(Records supplied begins)

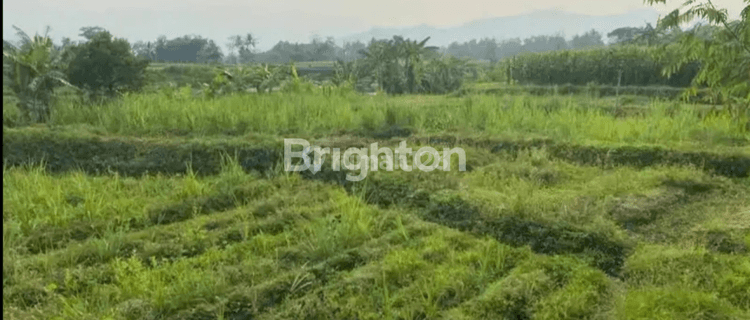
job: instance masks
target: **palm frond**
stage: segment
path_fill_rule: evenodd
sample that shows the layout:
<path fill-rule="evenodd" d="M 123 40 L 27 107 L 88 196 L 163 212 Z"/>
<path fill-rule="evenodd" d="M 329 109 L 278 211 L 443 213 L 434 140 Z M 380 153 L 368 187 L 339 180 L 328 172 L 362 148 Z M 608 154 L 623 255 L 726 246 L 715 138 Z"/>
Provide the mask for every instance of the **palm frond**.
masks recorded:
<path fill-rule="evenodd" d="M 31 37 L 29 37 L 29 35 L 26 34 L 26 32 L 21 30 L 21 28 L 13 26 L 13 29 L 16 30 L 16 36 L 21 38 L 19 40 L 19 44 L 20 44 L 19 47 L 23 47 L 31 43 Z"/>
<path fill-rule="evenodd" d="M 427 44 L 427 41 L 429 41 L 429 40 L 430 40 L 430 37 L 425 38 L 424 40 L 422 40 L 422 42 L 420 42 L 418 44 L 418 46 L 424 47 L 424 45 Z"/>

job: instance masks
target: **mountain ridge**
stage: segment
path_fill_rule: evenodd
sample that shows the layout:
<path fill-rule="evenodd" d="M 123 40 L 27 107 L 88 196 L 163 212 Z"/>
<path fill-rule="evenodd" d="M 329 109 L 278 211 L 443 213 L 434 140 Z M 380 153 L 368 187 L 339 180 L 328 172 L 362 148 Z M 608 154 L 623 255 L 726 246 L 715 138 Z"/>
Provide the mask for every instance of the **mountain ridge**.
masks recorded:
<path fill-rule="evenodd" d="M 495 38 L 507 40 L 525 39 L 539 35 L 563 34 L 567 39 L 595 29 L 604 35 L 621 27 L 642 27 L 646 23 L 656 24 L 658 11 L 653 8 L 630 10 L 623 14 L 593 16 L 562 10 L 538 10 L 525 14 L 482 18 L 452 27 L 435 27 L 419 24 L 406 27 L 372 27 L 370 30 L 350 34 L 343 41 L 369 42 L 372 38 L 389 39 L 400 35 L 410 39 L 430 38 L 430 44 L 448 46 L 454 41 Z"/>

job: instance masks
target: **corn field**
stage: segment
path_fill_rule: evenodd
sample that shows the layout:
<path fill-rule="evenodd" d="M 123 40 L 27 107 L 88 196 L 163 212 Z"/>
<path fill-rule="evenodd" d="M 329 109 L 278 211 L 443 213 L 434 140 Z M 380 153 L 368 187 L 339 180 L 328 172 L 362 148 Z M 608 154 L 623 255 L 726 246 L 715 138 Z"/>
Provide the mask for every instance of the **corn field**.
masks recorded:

(Records supplied ends)

_Exercise description_. Please retype every record exactly, leaving the pictures out.

_Written response_.
job: instance masks
target: **palm frond**
stage: segment
path_fill_rule: evenodd
sample that shows the layout:
<path fill-rule="evenodd" d="M 123 40 L 27 107 L 88 196 L 163 212 Z"/>
<path fill-rule="evenodd" d="M 329 109 L 278 211 L 443 213 L 434 140 Z M 380 153 L 368 187 L 339 180 L 328 172 L 362 148 Z M 608 154 L 623 255 L 726 246 L 715 138 Z"/>
Provide the mask for every instance of the **palm frond**.
masks recorded:
<path fill-rule="evenodd" d="M 31 37 L 29 37 L 29 35 L 26 34 L 26 32 L 21 30 L 21 28 L 13 26 L 13 29 L 16 30 L 16 36 L 21 38 L 19 40 L 19 44 L 20 44 L 19 47 L 23 47 L 31 43 Z"/>
<path fill-rule="evenodd" d="M 427 44 L 427 41 L 429 41 L 429 40 L 430 40 L 430 37 L 425 38 L 424 40 L 422 40 L 422 42 L 420 42 L 418 44 L 418 46 L 424 47 L 424 45 Z"/>

job: instance masks
target: **mountain ridge**
stage: segment
path_fill_rule: evenodd
sample that shows the layout:
<path fill-rule="evenodd" d="M 123 40 L 27 107 L 88 196 L 163 212 Z"/>
<path fill-rule="evenodd" d="M 329 109 L 278 211 L 443 213 L 434 140 Z M 380 153 L 368 187 L 339 180 L 328 172 L 362 148 Z M 608 154 L 623 255 L 726 246 L 715 138 Z"/>
Provide the mask for every instance of the **mountain ridge**.
masks recorded:
<path fill-rule="evenodd" d="M 495 38 L 507 40 L 525 39 L 539 35 L 563 34 L 567 39 L 595 29 L 604 35 L 621 27 L 642 27 L 646 23 L 656 24 L 658 11 L 653 8 L 630 10 L 623 14 L 593 16 L 562 10 L 538 10 L 525 14 L 482 18 L 452 27 L 435 27 L 419 24 L 406 27 L 372 27 L 370 30 L 350 34 L 343 41 L 369 42 L 372 38 L 389 39 L 400 35 L 410 39 L 430 38 L 430 44 L 448 46 L 454 41 Z"/>

job: instance masks
target: **corn field**
stage: segment
path_fill_rule: evenodd
sample that shows the layout:
<path fill-rule="evenodd" d="M 123 40 L 27 107 L 88 196 L 163 212 Z"/>
<path fill-rule="evenodd" d="M 329 109 L 278 211 L 443 213 L 434 140 Z M 380 153 L 368 187 L 339 180 L 328 172 L 362 148 Z M 608 154 L 623 255 L 726 246 L 715 138 Z"/>
Provide the mask for every instance of the **corn field**.
masks recorded:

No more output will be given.